• **EXERCISE**:
Reproduce the data below in full, changing every "self-closing" to "empty" and leaving everything else untouched.

• **MATERIAL SUPPLIED**:

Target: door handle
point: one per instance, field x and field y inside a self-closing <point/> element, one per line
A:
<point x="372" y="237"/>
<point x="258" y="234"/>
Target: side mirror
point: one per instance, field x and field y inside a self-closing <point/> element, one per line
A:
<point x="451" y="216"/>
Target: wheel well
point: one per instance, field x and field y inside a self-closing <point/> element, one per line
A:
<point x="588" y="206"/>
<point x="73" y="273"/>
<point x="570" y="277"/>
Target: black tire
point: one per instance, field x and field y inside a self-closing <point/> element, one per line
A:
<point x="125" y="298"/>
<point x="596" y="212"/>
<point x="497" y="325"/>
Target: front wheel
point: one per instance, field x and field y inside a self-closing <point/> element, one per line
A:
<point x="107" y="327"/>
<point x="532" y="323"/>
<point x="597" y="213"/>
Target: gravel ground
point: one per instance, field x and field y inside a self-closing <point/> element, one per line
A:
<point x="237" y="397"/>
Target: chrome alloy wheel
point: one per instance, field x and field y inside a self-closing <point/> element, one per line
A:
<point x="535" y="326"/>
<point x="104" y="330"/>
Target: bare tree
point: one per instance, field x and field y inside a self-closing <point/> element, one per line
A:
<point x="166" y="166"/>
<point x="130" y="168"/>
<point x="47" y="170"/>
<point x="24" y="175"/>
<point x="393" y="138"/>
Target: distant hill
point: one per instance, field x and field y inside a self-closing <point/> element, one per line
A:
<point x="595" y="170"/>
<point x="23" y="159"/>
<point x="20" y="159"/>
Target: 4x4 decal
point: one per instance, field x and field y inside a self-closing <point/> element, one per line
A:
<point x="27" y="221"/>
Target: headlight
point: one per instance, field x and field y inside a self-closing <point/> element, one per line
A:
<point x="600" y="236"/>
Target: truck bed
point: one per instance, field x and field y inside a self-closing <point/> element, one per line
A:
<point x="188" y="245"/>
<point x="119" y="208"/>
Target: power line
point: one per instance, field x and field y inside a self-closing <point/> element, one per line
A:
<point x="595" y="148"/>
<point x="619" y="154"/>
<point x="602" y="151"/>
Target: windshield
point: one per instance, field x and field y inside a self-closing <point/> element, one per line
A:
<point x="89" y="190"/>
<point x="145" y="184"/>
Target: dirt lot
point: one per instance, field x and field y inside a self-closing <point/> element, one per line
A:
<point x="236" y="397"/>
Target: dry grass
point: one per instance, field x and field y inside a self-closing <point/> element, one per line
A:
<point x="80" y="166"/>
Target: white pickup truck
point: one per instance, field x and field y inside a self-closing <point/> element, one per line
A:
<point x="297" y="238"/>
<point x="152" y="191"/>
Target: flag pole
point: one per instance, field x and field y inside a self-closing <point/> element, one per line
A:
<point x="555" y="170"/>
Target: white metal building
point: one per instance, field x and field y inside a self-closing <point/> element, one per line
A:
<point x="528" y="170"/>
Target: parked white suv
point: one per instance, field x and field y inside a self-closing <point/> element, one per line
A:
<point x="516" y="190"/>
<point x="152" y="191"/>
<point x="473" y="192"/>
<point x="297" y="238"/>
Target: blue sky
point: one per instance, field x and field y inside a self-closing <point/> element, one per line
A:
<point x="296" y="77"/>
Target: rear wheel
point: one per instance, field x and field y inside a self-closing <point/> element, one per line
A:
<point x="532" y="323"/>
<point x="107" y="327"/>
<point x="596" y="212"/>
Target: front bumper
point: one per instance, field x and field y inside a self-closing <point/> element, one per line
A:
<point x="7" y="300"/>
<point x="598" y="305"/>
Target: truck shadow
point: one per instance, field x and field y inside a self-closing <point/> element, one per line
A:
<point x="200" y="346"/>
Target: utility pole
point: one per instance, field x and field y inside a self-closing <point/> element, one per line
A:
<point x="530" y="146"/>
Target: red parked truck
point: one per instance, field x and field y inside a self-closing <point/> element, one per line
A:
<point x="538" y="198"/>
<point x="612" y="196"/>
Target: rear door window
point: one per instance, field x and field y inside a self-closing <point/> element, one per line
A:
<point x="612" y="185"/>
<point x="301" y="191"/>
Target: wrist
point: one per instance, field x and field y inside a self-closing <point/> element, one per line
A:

• **EXERCISE RESULT**:
Target: door handle
point: one per instance, field x and field y inside a empty <point/> element, one per line
A:
<point x="372" y="237"/>
<point x="258" y="234"/>
Target: side mirror
point: one per instance, field x and field y inside a empty <point/> element, one per line
A:
<point x="451" y="216"/>
Target: wheel well
point: one per instance, field x and field y inside a empty <point/> element, one per line
A:
<point x="588" y="206"/>
<point x="73" y="273"/>
<point x="570" y="277"/>
Target: black tire
point: one per instance, field x and field y inside a empty <point/> element, one per line
A:
<point x="125" y="298"/>
<point x="596" y="212"/>
<point x="497" y="325"/>
Target: front wheel
point: one per instance, field x and field y inside a empty <point/> element, one per line
A:
<point x="107" y="327"/>
<point x="532" y="323"/>
<point x="597" y="213"/>
Target: gravel ground
point: one per instance, field x and field y inside a empty <point/> element, one per line
A:
<point x="237" y="397"/>
Target: chrome alloy wheel
point: one per instance, field x and field y inside a empty <point/> element, one per line
A:
<point x="535" y="326"/>
<point x="104" y="330"/>
Target: bare tree
point: one per instance, field x and field y inside a empty <point/> element, one per line
A:
<point x="166" y="166"/>
<point x="130" y="168"/>
<point x="47" y="170"/>
<point x="24" y="175"/>
<point x="393" y="138"/>
Target: distant hill
point: one per instance, field x and field y inside a empty <point/> element, one per line
A:
<point x="595" y="170"/>
<point x="23" y="159"/>
<point x="20" y="159"/>
Target: 4x4 decal
point: one per instance, field x and field y inside a empty <point/> element, one per line
A:
<point x="27" y="221"/>
Target: headlight
point: one per instance, field x and field y inside a empty <point/> element, one per line
A:
<point x="600" y="236"/>
Target: truck bed
point: one per instance, field x and field y inside a empty <point/> element, one per line
A:
<point x="188" y="245"/>
<point x="119" y="208"/>
Target: power line
point: one per instance, field x and field y inside a empty <point/> element, one per line
A:
<point x="595" y="148"/>
<point x="619" y="154"/>
<point x="602" y="151"/>
Target: windshield
point: one per instance, field x and field y inside a empty <point/> element, one per line
A:
<point x="89" y="190"/>
<point x="145" y="184"/>
Target: dirt lot
point: one per instance, field x and field y inside a empty <point/> element, one per line
A:
<point x="236" y="397"/>
Target: dry grass
point: one per instance, field x and field y inside a empty <point/> element, one per line
A:
<point x="80" y="166"/>
Target: white pickup truck
point: one per instance, field x and field y inside a empty <point/> element, one per line
A:
<point x="297" y="238"/>
<point x="152" y="191"/>
Target: flag pole
point: one per instance, field x and field y inside a empty <point/> element, one per line
A:
<point x="555" y="170"/>
Target: white metal building
point: one per instance, field x and field y inside a empty <point/> element, one per line
A:
<point x="528" y="170"/>
Target: parked white suv
point: one per instance, field x and field y inside a empty <point/> element, one per line
A:
<point x="516" y="190"/>
<point x="152" y="191"/>
<point x="473" y="192"/>
<point x="297" y="238"/>
Target: blue sky
point: one per instance, field x and field y inside a empty <point/> element, one per line
A:
<point x="296" y="77"/>
Target: rear wheel
point: one per instance, field x and field y inside a empty <point/> element, one per line
A:
<point x="532" y="323"/>
<point x="107" y="327"/>
<point x="596" y="212"/>
Target: front bumper
point: one per instance, field x and field y inside a empty <point/> element, one per line
A:
<point x="7" y="300"/>
<point x="598" y="305"/>
Target: truck shadow
point: one per instance, field x and field y inside a empty <point/> element, one per line
A:
<point x="200" y="346"/>
Target: utility pole
point: one per instance, field x and field y inside a empty <point/> element, one per line
A:
<point x="530" y="146"/>
Target: red parked truck
point: one per instance, field x and field y inside a empty <point/> element, one per line
A:
<point x="538" y="198"/>
<point x="612" y="196"/>
Target: rear door window
point: one per instance, field x and field y inside a empty <point/> element, one per line
A:
<point x="612" y="185"/>
<point x="301" y="191"/>
Target: wrist
point: one per instance, field x and field y inside a empty <point/> element, one per line
A:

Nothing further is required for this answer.